Copy out, exactly as given, every line from the line with "Where can you spot the door" to the end of the listing, both of those lines included.

Data items:
============================================================
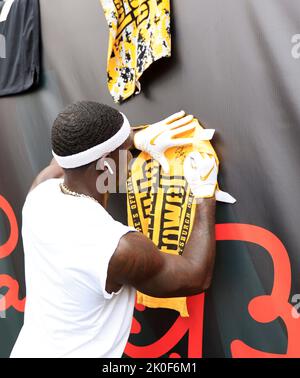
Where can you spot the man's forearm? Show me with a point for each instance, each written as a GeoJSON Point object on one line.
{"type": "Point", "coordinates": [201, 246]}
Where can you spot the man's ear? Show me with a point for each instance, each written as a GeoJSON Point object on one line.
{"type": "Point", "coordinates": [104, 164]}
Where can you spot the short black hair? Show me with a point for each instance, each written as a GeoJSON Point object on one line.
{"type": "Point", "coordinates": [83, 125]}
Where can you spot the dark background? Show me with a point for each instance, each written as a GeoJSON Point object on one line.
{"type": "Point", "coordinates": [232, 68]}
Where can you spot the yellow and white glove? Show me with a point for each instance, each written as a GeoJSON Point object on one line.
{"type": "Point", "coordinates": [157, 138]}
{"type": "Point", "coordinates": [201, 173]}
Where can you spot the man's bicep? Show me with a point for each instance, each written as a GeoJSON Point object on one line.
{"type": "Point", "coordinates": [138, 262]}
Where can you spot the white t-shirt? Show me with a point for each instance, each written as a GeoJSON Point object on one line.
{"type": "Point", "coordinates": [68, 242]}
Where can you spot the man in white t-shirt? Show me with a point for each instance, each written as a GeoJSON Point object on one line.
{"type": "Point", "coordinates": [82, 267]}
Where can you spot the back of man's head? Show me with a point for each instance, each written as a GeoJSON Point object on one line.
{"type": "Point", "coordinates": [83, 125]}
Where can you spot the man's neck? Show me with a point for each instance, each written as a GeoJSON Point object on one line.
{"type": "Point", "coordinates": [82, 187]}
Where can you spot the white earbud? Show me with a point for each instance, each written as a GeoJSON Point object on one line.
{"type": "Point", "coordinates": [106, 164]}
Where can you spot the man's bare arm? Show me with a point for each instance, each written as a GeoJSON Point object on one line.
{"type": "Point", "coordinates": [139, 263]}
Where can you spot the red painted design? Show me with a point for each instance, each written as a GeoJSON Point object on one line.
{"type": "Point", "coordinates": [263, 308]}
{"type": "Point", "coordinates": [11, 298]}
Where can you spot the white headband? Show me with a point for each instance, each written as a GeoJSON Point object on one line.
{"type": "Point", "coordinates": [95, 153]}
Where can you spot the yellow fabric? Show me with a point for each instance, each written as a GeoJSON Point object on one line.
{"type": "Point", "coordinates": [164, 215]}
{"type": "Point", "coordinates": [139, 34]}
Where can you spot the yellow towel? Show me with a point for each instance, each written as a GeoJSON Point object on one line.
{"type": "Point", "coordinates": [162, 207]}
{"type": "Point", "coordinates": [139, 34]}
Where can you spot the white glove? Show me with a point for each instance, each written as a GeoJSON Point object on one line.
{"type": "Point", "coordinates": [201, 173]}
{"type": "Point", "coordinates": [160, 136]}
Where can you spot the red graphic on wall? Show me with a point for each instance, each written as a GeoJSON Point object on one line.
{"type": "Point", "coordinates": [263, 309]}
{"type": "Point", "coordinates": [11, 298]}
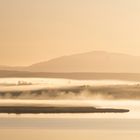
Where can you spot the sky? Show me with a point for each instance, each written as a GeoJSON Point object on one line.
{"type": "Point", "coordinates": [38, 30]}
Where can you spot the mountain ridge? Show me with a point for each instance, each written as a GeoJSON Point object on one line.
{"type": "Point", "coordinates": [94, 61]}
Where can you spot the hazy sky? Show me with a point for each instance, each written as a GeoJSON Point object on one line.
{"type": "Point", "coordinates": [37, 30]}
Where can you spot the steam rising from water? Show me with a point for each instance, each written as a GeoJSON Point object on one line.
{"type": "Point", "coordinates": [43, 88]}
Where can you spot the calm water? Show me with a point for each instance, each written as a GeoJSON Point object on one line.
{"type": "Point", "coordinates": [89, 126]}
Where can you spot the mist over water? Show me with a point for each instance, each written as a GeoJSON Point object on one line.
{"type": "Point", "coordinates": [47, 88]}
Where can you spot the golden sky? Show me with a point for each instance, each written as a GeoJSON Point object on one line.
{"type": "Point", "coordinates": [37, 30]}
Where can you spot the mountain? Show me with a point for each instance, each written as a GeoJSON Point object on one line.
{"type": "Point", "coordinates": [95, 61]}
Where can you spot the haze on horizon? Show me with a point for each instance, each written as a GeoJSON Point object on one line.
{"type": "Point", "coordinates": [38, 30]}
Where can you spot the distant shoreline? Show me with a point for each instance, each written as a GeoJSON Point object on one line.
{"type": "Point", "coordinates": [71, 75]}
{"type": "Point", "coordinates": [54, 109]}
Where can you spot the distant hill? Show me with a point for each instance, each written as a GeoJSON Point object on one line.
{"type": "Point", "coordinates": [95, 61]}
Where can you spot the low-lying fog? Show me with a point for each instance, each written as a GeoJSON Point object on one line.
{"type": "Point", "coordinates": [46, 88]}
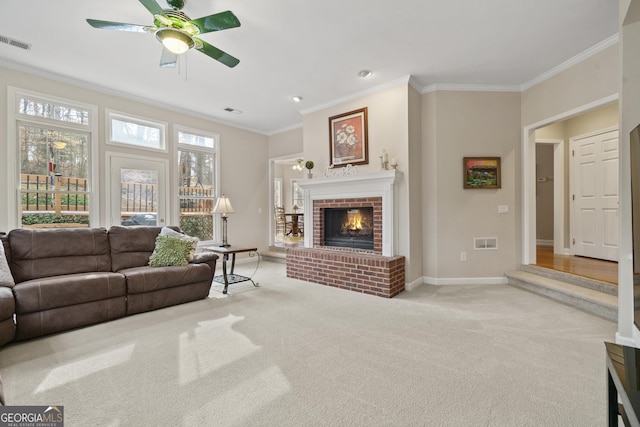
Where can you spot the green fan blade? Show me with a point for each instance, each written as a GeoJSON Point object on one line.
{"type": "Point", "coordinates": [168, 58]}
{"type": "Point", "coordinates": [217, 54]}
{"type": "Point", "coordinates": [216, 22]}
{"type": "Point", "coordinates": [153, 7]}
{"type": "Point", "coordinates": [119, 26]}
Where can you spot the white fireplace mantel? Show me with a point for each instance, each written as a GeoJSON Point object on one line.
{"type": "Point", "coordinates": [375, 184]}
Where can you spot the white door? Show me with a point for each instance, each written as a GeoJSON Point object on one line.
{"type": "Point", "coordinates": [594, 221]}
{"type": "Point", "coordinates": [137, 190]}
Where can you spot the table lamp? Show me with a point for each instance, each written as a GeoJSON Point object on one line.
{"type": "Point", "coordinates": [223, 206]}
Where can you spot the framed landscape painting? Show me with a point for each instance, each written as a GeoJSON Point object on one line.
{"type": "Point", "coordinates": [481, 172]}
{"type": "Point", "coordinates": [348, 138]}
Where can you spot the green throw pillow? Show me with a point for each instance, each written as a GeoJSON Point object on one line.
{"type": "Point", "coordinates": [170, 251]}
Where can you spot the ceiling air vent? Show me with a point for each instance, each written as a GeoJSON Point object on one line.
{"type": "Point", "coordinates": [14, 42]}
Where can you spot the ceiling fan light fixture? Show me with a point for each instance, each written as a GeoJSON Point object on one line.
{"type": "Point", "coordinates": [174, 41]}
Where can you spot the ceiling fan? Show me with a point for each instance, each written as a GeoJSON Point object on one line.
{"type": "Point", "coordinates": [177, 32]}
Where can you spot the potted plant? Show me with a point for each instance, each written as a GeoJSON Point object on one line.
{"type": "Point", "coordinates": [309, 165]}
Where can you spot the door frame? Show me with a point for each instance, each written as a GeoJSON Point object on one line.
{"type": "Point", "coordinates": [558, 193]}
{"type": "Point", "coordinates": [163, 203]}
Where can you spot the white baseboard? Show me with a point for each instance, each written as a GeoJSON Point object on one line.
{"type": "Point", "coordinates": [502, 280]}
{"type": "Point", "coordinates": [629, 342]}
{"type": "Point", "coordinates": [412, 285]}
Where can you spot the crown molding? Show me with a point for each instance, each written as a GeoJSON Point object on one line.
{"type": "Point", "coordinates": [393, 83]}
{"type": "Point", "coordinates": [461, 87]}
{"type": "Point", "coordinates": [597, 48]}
============================================================
* _Solution to this problem_:
Where can you spot the door frame? Show me with a point for each instance, each written as a GeoJSON Point object on one line.
{"type": "Point", "coordinates": [558, 193]}
{"type": "Point", "coordinates": [163, 203]}
Where can you spot the white baseboard? Show me with a point for each instance, each written as a GeoJSON Point object on one line.
{"type": "Point", "coordinates": [502, 280]}
{"type": "Point", "coordinates": [629, 342]}
{"type": "Point", "coordinates": [412, 285]}
Where can you spot the crown molding? Show me with a point for each instance, each written as a GeoJSON Point object on one line.
{"type": "Point", "coordinates": [393, 83]}
{"type": "Point", "coordinates": [461, 87]}
{"type": "Point", "coordinates": [597, 48]}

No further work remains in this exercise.